> **THINGS TO DO**
(1) Write out the part of the homework discussion that runs from "Ali King's picture" down to "environment for everyone.", word for word.
(2) In the homework discussion, which country does cfox say is usually used for comparison when meaningful homework comes up in articles?

> **EXCERPTED PASSAGE**
begin

Thanks for sharing these articles cfox. I can't wait to spend some time with them!

Brian Sztabnik's picture
Brian Sztabnik
AP Literature teacher from Miller Place, NY

I enjoyed reading your post, especially how you tie everything together at the end when you say, "In conclusion, I think that in fact, the "heavy" burden of homework does more good than harm. Those students and parents in America who are faced with the increase of homework are merely over-reacting."

I believe that students need work that engages their curiosity, feed their thirst to know more, and builds deep understanding, not just superficial knowledge. This is true of classwork as well as homework. If teachers simply gave less homework, I don't know if this would increase mastery. Nor would more homework. It all comes down to meaningfulness.

My fear is that, in the U.S., many teachers have reacted to the increase of rigor expected by the Common Core by piling on my work at home without a regard to its effectiveness.

cfox's picture

Hi Brian, I can't take credit for the articles by any means -- I didn't write them! But I was just throwing those out there because I do notice whenever the topic of meaningful homework comes up in articles I read, and when other countries are used as a comparison, it's usually Finland. When it's the topic of math and related international test scores, then it's usually Hong Kong or Singapore. But I don't generally see an article talking about meaningful homework and test scores and Hong Kong or Singapore, so I was curious about what interesting discussions might come from that.

Ali King's picture
Ali King
Kindergarden Teacher's Aid

Hey Brian, I just wanted to say that your third point really rings true to me. As a recent college grad, the memory of nightly homework is a not-so-distant memory, and it took me pretty much until college to see the real benefits of homework. I think that it is really important for teachers to communicate with their students what their goals for a homework assignment are, and also for the students to give feedback to the teacher as to whether or not the assignment met those goals. I think more dialogue in the classroom (especially about homework) would create a more constructive learning environment for everyone.

end

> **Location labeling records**
begin

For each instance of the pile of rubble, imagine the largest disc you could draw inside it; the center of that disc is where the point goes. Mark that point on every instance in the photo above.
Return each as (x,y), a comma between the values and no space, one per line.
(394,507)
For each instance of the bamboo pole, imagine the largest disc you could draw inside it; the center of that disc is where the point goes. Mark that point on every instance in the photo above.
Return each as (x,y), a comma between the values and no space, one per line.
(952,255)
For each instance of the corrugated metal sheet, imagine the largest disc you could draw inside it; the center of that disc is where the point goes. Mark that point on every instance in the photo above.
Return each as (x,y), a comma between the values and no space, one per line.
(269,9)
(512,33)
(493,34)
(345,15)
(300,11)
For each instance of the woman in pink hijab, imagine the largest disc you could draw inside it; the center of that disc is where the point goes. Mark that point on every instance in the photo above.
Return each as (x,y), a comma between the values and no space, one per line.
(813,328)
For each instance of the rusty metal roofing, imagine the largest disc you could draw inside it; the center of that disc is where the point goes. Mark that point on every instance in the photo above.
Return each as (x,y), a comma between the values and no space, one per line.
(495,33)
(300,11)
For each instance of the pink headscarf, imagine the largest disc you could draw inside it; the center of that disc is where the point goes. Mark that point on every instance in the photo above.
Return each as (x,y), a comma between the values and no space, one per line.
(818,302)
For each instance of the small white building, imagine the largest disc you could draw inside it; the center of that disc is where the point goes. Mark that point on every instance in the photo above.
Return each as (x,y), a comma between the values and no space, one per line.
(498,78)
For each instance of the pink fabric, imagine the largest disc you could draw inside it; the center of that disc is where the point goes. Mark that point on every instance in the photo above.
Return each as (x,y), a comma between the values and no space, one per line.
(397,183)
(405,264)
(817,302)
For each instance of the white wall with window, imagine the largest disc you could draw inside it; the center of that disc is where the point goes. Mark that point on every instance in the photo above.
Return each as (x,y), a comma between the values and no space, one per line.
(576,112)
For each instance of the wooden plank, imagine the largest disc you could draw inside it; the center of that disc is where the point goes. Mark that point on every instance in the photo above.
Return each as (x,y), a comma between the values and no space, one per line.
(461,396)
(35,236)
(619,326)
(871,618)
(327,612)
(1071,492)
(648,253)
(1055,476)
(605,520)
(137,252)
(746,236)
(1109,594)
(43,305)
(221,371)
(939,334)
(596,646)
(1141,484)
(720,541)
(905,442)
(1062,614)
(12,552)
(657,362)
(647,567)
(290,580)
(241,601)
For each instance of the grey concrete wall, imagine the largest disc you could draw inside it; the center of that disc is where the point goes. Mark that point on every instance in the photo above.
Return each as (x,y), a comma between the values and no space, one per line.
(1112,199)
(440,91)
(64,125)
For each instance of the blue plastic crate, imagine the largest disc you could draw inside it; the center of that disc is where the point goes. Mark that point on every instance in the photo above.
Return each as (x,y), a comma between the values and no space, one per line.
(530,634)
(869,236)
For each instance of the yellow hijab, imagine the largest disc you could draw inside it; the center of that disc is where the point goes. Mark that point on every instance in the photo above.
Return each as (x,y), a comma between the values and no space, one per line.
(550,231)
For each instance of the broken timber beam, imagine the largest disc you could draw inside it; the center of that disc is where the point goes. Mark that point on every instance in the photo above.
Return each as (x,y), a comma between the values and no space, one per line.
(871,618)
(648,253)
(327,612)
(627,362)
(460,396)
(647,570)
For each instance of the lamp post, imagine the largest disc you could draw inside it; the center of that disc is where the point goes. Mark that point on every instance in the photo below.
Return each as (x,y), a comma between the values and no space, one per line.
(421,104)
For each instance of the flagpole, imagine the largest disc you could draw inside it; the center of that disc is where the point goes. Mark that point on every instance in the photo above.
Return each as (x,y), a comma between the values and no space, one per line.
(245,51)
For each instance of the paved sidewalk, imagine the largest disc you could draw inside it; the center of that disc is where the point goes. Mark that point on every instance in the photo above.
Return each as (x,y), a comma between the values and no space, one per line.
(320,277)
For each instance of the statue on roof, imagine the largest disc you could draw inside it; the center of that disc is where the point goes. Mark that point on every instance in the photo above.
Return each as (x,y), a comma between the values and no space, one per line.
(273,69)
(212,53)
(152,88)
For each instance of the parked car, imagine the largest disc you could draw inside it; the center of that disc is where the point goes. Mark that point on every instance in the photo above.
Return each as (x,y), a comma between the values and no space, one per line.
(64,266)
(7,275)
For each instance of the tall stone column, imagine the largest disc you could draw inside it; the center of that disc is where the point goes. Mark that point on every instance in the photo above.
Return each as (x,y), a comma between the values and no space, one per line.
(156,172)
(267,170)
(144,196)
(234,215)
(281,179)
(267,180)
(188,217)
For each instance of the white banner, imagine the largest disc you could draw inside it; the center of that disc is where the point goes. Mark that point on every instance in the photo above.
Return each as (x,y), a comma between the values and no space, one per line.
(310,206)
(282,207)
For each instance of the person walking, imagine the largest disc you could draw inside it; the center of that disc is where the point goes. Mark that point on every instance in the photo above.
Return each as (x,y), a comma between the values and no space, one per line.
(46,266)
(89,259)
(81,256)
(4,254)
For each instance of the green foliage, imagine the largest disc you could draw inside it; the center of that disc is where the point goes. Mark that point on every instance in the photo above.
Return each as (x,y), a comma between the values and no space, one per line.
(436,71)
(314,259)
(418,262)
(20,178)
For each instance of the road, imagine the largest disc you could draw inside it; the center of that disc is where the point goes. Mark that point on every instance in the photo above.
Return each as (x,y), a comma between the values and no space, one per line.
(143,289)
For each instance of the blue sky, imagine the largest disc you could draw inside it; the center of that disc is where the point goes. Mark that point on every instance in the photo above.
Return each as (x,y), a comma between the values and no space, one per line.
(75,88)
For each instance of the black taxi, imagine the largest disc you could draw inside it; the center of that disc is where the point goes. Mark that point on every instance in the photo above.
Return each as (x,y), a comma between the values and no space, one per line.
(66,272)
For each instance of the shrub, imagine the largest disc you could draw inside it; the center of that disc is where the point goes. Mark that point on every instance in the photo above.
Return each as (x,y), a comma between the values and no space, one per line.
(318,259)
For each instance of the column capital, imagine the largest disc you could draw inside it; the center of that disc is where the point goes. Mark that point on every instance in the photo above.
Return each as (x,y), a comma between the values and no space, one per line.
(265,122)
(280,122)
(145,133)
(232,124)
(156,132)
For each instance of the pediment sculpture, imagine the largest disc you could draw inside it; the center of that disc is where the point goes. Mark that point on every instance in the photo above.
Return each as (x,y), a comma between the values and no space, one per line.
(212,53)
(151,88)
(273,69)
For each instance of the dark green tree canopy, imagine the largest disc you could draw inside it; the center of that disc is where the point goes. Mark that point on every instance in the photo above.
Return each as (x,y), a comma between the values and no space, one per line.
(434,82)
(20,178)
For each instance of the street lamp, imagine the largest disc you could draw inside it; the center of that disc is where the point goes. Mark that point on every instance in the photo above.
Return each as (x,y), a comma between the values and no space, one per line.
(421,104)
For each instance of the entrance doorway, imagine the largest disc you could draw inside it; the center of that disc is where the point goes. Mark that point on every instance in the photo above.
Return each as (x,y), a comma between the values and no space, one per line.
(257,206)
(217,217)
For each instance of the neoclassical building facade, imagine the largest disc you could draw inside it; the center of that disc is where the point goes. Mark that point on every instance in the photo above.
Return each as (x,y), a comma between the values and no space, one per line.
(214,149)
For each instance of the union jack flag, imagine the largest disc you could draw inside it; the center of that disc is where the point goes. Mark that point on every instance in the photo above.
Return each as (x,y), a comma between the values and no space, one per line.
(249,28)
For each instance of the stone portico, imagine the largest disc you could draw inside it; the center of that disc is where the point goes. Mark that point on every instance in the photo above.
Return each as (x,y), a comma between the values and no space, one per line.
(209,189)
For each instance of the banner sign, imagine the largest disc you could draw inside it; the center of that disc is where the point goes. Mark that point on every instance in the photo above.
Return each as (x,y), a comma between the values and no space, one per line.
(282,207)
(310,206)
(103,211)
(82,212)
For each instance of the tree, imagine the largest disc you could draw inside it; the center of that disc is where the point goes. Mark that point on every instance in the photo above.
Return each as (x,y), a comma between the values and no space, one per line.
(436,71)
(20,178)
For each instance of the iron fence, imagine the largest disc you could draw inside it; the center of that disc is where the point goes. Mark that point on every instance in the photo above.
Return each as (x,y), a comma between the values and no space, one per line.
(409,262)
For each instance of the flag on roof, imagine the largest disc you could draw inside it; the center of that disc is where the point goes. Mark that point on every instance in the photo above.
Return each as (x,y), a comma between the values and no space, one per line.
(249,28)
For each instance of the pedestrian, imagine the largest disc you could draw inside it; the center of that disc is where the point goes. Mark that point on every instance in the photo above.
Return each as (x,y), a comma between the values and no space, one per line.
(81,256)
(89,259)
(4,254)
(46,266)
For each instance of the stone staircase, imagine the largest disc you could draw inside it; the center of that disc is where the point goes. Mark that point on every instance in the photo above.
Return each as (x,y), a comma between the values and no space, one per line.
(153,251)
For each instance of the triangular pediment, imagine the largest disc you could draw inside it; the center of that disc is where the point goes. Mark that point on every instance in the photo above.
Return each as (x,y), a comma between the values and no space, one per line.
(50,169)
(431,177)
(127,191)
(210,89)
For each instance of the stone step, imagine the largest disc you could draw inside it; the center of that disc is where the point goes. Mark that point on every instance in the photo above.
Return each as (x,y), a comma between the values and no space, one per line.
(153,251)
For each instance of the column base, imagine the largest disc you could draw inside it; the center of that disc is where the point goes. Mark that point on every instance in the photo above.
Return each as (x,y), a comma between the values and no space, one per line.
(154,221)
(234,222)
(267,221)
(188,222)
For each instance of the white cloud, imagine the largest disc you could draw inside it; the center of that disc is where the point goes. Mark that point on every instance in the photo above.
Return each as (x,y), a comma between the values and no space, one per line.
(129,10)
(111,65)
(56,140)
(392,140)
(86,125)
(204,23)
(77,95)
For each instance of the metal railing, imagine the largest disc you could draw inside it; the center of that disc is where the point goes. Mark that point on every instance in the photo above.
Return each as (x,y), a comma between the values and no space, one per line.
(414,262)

end

> **WORKED ANSWERS**
(1)
Ali King's picture
Ali King
Kindergarden Teacher's Aid

Hey Brian, I just wanted to say that your third point really rings true to me. As a recent college grad, the memory of nightly homework is a not-so-distant memory, and it took me pretty much until college to see the real benefits of homework. I think that it is really important for teachers to communicate with their students what their goals for a homework assignment are, and also for the students to give feedback to the teacher as to whether or not the assignment met those goals. I think more dialogue in the classroom (especially about homework) would create a more constructive learning environment for everyone.

(2) Finland